La forêt ténébreuse s'est agitée,

la forêt ténébreuse a hurlé,

en chantant son chant;

c'était un chant ancien,

elle racontait un vrai conte d'antan;

qu'une puissante volonté y résidait autrefois;

qu'une puissante force s'y était rassemblée.

Que cette volonté s'est déchaînée,

que cette grande force s'est mise en rage,

et que cette volonté s'est élancée pour distribuer des châtiments.

La grande force a capturé des villes,

s'est moquée de ses ennemis,

et s'est abreuvée du sang de ses ennemis.

Ô, puissante volonté, puissante force.

 

[5] Je ne suis pas de ceux qui dédaignent Tchaïkovski, bien au contraire, et j'ai prévu de parler de lui. Mais il faut reconnaître ce qui est. En particulier sa 6e symphonie!

## [DONNÉES FOURNIES]
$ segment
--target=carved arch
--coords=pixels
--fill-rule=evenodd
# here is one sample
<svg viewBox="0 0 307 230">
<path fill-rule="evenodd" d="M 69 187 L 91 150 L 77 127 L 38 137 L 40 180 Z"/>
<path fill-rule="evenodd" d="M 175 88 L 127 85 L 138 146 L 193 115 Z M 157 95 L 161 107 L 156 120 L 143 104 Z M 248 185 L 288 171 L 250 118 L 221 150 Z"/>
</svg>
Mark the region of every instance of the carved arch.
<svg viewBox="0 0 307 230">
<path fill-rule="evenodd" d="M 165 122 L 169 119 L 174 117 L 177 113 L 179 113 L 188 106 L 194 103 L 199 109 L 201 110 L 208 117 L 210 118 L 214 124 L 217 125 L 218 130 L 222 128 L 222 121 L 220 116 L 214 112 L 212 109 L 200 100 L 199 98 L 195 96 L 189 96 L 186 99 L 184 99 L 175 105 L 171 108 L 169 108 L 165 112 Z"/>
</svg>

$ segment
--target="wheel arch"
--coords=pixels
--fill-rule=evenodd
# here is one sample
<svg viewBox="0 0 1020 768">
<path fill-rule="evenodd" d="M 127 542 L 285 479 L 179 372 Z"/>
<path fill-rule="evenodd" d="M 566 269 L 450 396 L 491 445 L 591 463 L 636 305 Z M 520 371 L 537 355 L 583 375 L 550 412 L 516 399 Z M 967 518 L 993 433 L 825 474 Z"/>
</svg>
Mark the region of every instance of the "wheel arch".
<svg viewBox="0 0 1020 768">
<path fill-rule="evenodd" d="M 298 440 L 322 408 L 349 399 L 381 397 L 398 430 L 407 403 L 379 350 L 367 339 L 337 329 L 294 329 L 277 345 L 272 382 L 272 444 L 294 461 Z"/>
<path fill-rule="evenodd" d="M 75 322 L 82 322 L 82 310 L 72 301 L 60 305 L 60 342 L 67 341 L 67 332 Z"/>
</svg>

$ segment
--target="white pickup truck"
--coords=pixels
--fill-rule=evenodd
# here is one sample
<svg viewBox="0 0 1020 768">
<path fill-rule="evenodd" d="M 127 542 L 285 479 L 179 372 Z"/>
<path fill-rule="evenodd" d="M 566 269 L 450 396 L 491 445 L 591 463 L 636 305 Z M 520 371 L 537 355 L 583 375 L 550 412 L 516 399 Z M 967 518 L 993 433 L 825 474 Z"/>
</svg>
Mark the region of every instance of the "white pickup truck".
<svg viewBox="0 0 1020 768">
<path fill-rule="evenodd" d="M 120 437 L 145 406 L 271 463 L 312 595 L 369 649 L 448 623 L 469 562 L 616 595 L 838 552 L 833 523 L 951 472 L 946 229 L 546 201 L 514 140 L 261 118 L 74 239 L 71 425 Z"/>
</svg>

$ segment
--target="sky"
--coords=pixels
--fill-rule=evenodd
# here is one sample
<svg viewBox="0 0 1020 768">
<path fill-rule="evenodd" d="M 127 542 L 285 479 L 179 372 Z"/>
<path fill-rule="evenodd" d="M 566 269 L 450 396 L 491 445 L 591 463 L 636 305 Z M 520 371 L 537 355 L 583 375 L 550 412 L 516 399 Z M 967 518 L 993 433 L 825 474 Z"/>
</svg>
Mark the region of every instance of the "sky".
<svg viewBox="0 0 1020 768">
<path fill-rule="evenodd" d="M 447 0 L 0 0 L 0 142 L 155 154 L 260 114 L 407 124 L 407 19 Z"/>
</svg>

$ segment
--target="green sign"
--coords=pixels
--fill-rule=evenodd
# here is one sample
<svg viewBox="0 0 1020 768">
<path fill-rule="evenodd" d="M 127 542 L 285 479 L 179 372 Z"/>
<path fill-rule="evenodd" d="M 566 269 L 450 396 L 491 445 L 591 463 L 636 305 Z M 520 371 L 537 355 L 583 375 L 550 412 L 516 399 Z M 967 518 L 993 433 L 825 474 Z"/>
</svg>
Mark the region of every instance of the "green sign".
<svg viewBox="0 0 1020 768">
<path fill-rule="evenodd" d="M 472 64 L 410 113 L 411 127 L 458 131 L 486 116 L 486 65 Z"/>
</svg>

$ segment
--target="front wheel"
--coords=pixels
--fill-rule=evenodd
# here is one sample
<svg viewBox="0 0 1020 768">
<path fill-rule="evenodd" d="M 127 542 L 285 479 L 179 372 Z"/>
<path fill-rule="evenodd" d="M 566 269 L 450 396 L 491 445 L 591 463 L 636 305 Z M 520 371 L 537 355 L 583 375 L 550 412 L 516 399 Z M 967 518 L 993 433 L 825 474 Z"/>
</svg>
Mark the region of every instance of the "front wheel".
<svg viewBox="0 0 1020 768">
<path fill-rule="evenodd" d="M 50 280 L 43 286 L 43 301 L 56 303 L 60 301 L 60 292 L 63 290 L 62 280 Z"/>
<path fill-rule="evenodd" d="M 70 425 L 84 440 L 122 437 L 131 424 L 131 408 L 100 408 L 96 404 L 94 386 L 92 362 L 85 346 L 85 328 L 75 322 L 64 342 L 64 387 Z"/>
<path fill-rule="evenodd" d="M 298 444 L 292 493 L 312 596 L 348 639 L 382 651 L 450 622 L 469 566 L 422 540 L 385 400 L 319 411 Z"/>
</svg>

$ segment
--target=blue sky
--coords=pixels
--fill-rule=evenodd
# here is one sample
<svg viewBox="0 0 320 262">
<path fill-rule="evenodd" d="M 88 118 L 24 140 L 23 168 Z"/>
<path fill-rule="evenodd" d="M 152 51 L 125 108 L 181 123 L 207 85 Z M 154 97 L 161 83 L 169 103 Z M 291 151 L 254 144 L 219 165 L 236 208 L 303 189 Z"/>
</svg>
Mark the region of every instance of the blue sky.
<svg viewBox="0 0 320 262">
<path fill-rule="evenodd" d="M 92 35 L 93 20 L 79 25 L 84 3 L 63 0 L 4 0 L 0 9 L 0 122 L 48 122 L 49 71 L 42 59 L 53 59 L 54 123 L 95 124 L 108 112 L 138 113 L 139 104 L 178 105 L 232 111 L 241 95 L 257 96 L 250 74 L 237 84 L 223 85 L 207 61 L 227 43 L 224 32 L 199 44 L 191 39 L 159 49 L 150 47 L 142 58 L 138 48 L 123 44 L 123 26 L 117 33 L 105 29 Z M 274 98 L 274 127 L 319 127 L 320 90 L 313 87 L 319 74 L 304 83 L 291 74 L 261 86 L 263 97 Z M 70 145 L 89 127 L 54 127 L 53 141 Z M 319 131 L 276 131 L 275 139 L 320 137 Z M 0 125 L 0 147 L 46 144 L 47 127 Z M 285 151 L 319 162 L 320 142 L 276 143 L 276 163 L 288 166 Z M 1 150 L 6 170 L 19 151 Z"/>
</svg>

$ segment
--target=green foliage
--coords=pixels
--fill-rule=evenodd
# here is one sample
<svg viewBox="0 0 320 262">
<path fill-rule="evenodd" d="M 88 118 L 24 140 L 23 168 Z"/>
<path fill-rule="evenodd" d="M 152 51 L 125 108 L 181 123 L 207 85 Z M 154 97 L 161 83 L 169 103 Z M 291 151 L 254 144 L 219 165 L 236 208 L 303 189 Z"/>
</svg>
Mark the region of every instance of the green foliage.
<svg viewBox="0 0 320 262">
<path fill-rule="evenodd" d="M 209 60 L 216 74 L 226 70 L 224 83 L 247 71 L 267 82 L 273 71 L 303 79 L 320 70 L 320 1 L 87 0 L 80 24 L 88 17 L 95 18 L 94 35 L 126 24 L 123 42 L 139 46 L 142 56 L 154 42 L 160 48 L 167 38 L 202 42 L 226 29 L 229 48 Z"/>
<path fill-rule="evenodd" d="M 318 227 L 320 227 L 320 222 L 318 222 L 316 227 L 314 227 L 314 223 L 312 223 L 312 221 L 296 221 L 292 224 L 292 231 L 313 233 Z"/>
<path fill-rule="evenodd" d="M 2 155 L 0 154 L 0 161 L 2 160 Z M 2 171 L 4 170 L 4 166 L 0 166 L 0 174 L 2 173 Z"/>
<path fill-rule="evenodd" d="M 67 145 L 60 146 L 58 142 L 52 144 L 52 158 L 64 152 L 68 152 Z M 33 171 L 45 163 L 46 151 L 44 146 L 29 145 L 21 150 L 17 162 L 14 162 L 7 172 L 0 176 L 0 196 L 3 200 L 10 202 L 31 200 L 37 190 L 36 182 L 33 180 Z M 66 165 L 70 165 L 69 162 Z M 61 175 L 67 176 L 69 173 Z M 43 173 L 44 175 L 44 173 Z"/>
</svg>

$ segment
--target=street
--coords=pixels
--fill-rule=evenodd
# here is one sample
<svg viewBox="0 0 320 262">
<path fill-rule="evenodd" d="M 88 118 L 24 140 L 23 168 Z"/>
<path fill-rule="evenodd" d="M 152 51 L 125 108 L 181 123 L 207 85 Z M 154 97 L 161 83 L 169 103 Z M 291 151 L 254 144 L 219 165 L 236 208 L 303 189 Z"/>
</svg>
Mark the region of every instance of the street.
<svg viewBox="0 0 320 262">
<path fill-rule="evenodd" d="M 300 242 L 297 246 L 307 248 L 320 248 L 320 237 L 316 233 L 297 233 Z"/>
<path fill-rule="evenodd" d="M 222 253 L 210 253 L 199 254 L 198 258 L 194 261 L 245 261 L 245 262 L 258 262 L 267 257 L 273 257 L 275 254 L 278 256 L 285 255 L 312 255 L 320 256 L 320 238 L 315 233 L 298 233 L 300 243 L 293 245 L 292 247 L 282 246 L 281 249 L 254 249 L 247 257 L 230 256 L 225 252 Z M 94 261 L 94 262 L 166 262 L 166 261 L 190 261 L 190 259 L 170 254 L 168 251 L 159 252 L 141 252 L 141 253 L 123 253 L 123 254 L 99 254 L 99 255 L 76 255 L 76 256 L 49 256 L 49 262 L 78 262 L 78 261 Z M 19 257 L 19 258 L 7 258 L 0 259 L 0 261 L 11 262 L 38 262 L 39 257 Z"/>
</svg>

## [CONSIGNES À SUIVRE]
A – D'après l'extrait sur la forêt ténébreuse, qu'est-ce que la grande force a capturé ?
B – Poursuivez l'extrait sur la forêt ténébreuse à partir de sa dernière phrase.

## [RÉPONSES FINALES]
A – Des villes.

B –
[6] Ce n’est pas le lieu de parler d’autre chose que de musique, mais pour résumer l’homme, il faut en rappeler le principal. Il travailla avec Mendeleïev ; il était peu soucieux de gloire, et il a été dit que certains résultats attribués à son « patron » seraient dus à Borodine. Il fonda aussi une école de médecine pour jeunes filles. Ses amis chimistes lui reprochaient de passer trop de temps à la musique, ses amis musiciens de passer trop de temps à la chimie ; sous le régime soviétique, il était plus reconnu comme savant que comme musicien.

Remarquons que plusieurs « savants », réputés également en tant qu’hommes de haute valeur morale, ont été en même temps bons musiciens : Einstein, Schweitzer….

 

[7] Critique d’art, il encouragea le groupe des Cinq, et fournit des idées ou des livrets à Rimski-Korsakov, Moussorgski, et aussi Tchaïkovski.